:: Material shown ::
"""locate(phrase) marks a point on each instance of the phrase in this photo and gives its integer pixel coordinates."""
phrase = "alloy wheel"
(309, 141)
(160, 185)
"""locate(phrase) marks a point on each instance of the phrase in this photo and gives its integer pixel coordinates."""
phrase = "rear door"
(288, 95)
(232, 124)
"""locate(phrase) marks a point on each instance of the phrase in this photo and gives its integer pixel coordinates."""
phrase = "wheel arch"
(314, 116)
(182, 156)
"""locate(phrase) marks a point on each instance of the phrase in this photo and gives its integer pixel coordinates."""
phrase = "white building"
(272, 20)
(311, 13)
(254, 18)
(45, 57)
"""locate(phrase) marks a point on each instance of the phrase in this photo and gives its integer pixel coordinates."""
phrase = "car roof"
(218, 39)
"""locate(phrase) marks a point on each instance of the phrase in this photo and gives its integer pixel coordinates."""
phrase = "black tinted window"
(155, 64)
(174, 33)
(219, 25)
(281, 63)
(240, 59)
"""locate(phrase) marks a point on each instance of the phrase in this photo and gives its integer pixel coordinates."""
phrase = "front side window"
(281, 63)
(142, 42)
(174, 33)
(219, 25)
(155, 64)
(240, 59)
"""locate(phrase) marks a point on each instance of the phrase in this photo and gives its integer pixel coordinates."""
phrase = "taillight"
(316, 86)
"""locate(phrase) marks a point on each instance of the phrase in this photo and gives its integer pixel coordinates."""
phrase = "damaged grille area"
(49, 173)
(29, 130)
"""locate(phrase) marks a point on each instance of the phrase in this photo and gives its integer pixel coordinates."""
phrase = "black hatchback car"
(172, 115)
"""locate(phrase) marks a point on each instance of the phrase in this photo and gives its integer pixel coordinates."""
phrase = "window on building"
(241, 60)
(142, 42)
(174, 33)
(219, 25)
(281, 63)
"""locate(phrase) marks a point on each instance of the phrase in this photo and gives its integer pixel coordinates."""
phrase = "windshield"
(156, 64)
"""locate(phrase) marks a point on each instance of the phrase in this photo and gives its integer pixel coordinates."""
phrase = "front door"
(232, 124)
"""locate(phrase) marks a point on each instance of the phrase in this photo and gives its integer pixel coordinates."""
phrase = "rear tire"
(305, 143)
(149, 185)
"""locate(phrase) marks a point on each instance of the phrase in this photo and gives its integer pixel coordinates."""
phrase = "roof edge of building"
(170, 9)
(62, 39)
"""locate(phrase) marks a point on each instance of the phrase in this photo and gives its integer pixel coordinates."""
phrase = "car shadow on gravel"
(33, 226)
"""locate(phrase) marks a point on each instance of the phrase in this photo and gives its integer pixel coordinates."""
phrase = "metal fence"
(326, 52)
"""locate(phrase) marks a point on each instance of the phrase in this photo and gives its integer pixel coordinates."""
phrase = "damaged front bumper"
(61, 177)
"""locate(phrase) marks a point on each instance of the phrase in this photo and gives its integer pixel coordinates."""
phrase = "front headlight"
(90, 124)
---
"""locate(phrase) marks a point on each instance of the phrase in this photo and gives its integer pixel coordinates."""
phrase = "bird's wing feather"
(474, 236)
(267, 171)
* * *
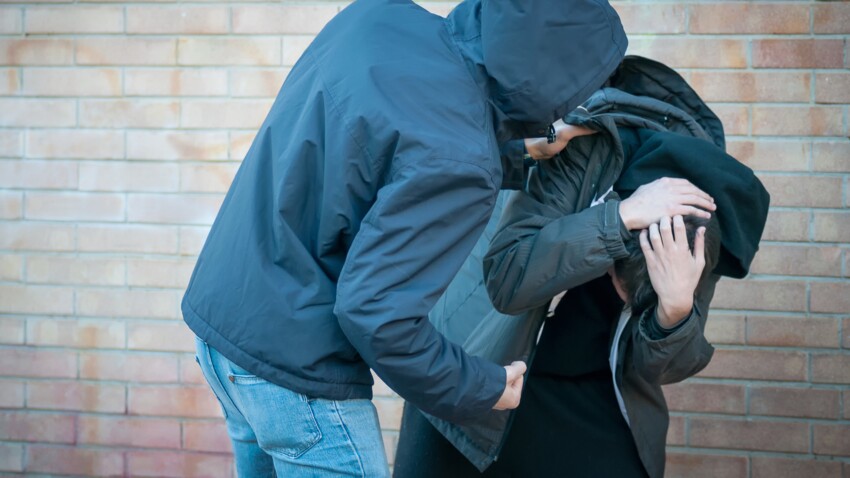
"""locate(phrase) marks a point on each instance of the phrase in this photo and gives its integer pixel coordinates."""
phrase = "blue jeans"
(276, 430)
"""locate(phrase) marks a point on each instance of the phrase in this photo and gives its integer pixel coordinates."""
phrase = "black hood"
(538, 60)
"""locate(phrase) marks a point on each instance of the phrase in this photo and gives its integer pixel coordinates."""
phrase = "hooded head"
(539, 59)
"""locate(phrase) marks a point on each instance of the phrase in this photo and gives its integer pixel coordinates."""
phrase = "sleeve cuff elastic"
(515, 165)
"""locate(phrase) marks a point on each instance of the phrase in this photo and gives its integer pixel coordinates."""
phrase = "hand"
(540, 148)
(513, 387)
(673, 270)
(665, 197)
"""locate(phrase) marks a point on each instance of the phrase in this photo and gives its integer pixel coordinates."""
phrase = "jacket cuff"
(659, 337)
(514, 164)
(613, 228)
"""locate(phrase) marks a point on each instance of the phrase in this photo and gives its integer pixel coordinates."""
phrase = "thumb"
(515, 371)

:: Written request ::
Which lines in the rows above contain the string "wheel" with the same capitalization? Filter them out and copy each one.

:: Solution to this problem ::
phrase = "alloy wheel"
phrase = "wheel arch"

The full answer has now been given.